[Dataset entries]
* * * *
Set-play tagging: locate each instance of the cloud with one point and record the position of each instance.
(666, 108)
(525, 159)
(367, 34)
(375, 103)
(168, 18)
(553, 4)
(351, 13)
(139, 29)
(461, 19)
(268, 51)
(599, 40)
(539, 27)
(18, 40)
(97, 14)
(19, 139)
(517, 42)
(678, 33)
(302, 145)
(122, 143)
* * * *
• _ASSIGNED TASK_
Please output each entry above exactly, leaving nothing out.

• _REPLY TO THE TASK_
Set-play tagging: locate each instance of the cloud with one point and record the position of each instance.
(666, 108)
(525, 159)
(367, 34)
(375, 103)
(168, 18)
(553, 4)
(351, 13)
(139, 29)
(461, 19)
(268, 51)
(599, 40)
(539, 27)
(18, 40)
(97, 14)
(19, 139)
(517, 42)
(678, 33)
(302, 145)
(122, 143)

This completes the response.